→ **Provided text**

SUPREME COURT OF INDIA
J.C. SHAH AND C.A. VAIDIALINGAM, JJ.
Yuvraj Digvijay Singh, Appellant
Versus
Yuvrani Pratap Kumari, Respondent.
Civil Appeal No. 905 of 1968, D/- 2-5-1969.
Advocates appeared
M/s. I. N. Shroff and Anand Prakash, Advocates, for Appellant; Mr. S. T. Desai, Senior Advocate, (M/s. I. M. Lall, S. R. Agarwal, Champat Rai, Sampat and E. C. Agarwal, Advocates with him), for Respondent.

Advocates:
For Appellant : B.A. Zargar, Adv.
For Respondents: Azhar ul Amin, Adv.

Headnote:

Hindu Marriage Act, 1955 - Section 12 and 12(1)(a) – Hindu Law - Voidable marriages Appellant had married respondent according to Hindu rites after marriage parties lived together for about three years at various places according to appellant during this period marriage was no consummated - Appellant filed an application before District Judge under Section 12 of Act praying that marriage between himself and his wife, respondent, being voidable, may be annulled by a decree of nullity - Whether respondent was impotent at time of marriage and has continued to be so till filling of present petition - Held, Court annulled marriage for reason that it was satisfied that - "quoad hunc et quoad hunc, these people cannot consummate marriage - Position in the case before us is entirely different. Neither of two Courts have found that marriage cannot be consummated in future and they have not also accepted the appellant s plea that respondent had always resisted his attempts to consummate the marriage - When once finding has been arrived at that appellant has not established that respondent was impotent at time of marriage and continued to be so until the institution of proceeding - Appeal dismissed.

Judgment

VAIDIALINGAM, J. : This appeal, by special leave, is directed against the judgment dated August 25, 1966 of the Circuit Bench of the High Court of Punjab at New Delhi, Confirming the judgment of the District Judge, Delhi, dismissing the petition filed by the appellant under Section 12 of the Hindu Marriage Act, 1955 (Act XXV of 1955) (hereinafter called the Act.)

2. At the conclusion of the hearing of the appeal on April 28, 1969 we had indicated our conclusion that no interference with the judgment of the Hindu Court was called for and that the appeal is dismissed without any order as to costs. The detailed reasons for our decision were to be given later. Accordingly we hereby give our reasons for coming to the said conclusion.

→ **Exercise instructions**
1 – Return the portion of the Supreme Court judgment from "Advocates appeared" up to and including "him), for Respondent.", copied word for word.
2 – Resume the Supreme Court judgment, continuing on from its final sentence.
The listing beneath is not required for any of the work here.

Dataset records:
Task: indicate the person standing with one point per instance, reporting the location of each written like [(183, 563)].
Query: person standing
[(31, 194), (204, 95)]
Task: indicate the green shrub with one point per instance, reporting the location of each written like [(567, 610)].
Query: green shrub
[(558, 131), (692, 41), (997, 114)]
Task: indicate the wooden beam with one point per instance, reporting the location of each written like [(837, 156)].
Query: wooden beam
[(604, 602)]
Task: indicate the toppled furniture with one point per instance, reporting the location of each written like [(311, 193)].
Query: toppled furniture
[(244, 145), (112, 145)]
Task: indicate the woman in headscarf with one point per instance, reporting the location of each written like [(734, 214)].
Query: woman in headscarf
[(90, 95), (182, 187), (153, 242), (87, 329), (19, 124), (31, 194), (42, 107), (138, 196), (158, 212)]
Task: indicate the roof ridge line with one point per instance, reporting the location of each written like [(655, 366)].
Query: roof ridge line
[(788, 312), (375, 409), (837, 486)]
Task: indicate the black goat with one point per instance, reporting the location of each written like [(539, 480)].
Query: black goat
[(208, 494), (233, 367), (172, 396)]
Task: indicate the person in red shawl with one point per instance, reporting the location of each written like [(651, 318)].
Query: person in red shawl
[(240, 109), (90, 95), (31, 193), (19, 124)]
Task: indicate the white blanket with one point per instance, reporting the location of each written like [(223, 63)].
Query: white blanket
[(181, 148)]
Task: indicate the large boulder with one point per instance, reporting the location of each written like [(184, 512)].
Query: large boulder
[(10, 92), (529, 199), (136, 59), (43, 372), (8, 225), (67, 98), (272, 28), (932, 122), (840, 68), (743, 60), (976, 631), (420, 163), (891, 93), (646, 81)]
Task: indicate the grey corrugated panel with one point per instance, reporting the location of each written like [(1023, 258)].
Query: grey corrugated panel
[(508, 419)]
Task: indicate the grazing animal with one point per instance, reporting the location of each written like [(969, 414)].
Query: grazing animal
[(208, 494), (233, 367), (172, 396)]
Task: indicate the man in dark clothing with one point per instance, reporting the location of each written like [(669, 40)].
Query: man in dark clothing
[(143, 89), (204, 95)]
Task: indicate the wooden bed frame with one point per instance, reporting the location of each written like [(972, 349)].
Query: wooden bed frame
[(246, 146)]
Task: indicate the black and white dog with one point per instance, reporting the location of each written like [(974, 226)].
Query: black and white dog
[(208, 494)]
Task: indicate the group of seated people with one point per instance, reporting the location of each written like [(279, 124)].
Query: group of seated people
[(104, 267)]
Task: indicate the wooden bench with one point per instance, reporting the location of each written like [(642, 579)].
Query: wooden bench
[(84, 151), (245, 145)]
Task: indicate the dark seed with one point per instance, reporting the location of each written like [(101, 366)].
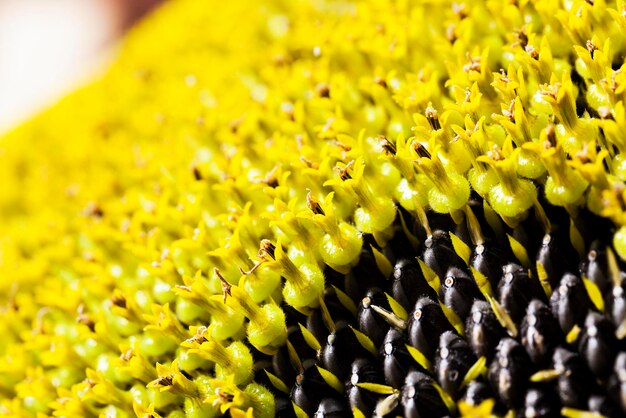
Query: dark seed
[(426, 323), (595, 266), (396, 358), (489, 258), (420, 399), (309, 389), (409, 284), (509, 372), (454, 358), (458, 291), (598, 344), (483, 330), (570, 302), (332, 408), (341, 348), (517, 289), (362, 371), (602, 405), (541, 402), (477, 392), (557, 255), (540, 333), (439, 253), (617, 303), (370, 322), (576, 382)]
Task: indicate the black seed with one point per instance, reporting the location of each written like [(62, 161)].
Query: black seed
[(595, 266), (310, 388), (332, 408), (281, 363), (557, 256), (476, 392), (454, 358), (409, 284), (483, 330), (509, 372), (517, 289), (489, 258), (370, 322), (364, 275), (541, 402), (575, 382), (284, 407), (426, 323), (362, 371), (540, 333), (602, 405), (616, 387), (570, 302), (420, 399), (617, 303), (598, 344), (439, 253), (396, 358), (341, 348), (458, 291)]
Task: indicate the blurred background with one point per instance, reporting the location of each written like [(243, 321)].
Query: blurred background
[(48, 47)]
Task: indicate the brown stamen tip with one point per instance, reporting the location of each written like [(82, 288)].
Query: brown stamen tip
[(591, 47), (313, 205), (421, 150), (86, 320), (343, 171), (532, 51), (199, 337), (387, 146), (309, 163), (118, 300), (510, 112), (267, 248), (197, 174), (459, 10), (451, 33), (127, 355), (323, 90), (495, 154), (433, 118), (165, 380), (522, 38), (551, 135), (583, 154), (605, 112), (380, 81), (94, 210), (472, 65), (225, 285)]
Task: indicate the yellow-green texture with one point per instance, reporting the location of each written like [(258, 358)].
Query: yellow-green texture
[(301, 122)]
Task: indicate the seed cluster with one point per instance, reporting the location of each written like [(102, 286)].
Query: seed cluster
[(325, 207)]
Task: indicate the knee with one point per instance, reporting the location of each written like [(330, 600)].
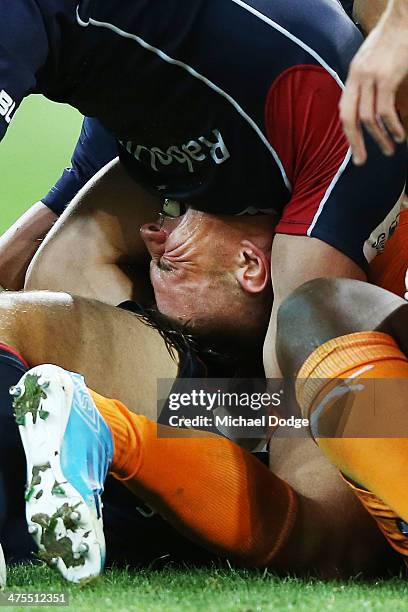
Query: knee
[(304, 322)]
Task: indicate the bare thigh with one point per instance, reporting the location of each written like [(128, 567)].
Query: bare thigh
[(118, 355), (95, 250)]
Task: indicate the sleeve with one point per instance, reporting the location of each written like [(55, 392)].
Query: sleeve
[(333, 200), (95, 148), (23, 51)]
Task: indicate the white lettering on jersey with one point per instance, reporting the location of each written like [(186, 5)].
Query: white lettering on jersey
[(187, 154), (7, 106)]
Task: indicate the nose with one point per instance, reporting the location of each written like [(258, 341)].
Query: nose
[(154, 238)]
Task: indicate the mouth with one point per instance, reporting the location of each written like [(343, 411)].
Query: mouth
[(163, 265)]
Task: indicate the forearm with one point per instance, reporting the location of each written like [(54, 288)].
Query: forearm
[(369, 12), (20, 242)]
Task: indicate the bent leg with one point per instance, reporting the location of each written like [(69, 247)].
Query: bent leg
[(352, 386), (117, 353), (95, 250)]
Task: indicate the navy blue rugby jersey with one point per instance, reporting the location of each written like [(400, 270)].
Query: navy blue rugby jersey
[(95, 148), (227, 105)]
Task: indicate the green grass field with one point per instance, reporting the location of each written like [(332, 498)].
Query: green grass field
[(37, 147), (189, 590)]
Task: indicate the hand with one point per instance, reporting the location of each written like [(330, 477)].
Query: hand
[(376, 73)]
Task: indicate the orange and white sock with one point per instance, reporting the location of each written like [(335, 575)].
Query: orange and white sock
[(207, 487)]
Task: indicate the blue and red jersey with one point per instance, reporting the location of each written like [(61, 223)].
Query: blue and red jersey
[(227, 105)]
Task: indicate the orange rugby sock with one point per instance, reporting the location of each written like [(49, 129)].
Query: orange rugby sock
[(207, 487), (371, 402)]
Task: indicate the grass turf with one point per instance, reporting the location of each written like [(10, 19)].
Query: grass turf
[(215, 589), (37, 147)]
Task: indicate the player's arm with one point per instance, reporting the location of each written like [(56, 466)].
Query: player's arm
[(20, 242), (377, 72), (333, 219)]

--

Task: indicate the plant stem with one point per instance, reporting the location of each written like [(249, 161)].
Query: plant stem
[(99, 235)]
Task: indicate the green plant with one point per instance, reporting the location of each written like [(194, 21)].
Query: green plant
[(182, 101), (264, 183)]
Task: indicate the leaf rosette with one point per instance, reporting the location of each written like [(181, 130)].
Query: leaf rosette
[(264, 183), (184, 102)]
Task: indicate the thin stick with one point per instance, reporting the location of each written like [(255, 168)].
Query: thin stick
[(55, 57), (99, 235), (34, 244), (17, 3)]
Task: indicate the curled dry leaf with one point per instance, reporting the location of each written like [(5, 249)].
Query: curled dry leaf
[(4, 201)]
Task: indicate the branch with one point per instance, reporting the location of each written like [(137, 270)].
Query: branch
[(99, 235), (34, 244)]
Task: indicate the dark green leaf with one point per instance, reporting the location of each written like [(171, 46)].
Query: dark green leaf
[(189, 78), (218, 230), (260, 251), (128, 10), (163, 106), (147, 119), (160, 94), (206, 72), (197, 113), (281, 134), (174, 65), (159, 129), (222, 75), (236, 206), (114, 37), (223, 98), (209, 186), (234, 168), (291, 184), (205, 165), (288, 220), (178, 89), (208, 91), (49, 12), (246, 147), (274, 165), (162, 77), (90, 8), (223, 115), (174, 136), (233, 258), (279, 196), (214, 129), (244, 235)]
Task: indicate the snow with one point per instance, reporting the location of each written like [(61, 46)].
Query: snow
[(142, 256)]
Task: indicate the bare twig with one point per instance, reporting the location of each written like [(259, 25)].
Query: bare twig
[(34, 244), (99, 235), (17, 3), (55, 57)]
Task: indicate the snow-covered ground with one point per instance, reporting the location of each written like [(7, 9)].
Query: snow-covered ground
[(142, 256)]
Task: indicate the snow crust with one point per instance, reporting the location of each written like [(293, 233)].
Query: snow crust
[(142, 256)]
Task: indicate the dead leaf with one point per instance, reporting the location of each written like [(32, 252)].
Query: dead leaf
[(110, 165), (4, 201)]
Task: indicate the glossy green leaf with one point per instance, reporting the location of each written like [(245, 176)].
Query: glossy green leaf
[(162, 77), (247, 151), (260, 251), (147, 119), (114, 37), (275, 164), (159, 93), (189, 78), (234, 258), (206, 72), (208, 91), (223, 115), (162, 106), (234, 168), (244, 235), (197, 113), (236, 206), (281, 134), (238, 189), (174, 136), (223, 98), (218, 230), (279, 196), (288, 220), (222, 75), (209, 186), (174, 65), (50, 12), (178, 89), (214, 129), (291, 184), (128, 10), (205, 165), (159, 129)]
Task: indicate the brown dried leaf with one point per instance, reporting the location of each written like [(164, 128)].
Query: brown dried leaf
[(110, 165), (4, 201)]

---

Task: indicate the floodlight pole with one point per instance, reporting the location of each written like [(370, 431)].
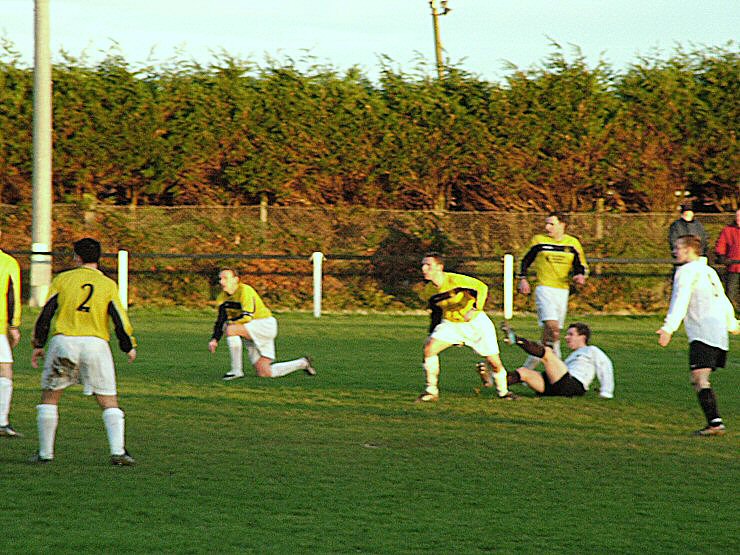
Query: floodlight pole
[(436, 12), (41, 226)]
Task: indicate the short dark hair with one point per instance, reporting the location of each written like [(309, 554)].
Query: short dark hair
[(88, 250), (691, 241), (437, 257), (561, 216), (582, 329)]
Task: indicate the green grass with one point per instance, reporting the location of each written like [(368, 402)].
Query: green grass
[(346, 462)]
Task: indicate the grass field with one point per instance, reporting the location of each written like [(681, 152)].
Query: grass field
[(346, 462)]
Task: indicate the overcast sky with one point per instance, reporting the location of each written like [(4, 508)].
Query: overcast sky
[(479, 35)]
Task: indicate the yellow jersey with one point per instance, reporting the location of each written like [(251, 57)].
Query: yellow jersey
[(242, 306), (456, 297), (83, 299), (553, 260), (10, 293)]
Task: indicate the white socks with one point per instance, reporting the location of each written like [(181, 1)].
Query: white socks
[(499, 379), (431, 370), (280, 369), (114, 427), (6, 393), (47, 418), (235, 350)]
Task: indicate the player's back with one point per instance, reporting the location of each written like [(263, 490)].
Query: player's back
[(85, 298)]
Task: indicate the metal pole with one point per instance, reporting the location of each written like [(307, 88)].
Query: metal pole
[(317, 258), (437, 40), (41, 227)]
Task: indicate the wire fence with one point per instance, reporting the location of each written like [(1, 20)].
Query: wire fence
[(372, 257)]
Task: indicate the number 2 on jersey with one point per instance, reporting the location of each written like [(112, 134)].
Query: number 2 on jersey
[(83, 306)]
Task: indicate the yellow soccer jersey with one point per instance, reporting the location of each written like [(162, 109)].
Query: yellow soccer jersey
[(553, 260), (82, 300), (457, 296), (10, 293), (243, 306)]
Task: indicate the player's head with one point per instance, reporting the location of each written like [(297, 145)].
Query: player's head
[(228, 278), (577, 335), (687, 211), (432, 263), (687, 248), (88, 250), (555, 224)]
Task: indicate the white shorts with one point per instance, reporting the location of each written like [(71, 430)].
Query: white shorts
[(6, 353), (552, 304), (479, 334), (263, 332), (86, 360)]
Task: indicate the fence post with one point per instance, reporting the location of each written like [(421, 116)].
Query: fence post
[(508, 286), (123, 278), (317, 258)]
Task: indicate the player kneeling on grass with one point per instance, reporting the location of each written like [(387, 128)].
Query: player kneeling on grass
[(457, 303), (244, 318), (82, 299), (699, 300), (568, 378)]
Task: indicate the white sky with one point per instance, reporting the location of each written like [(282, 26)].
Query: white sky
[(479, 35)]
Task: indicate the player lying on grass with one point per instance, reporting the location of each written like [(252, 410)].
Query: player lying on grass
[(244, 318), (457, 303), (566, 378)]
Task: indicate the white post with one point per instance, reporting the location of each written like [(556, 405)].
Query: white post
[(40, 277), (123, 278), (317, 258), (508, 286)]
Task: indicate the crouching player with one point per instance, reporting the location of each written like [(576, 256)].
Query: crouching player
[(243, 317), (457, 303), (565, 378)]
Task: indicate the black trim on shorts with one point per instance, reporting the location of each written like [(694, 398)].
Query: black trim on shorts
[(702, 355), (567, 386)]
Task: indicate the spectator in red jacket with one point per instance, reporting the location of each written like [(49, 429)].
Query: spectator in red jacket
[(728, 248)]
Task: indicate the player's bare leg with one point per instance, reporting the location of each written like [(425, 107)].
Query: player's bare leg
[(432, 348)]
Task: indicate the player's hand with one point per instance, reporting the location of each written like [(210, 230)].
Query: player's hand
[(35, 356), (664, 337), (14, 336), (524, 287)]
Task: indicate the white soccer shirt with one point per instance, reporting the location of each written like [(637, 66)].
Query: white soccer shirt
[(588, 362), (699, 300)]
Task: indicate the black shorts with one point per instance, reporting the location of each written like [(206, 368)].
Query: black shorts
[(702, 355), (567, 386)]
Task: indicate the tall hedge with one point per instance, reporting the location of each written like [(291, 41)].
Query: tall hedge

→ **Task-by-task answers**
1 –
Advocates appeared
M/s. I. N. Shroff and Anand Prakash, Advocates, for Appellant; Mr. S. T. Desai, Senior Advocate, (M/s. I. M. Lall, S. R. Agarwal, Champat Rai, Sampat and E. C. Agarwal, Advocates with him), for Respondent.

2 –
3. The appellant had married the respondent according to Hindu rites on April 20, 1955. After the marriage the parties lived together for about three years at various places such as Delhi, Alwar, Bombay and Europe and, according to the appellant, during this period the marriage was no consummated. The appellant filed an application before the District Judge at Delhi, on March 15, 1960 under Section 12 of the Act praying that the marriage between himself and his wife, the respondent, being voidable, may be annulled by a decree of nullity. In brief the case of the appellant was that since his marriage he had made frequent attempts to consummate it but due to an invincible and persistent repugnance on the part of the respondent to the act of consummation, he had failed to achieve it and, as such, the marriage had remained unconsummated. He further averred that his wife the respondent, was impotent at the time of the marriage and continued to be so until the filing of his petition. According to him the impotency of the respondent was responsible for the non-consummation of the marriage.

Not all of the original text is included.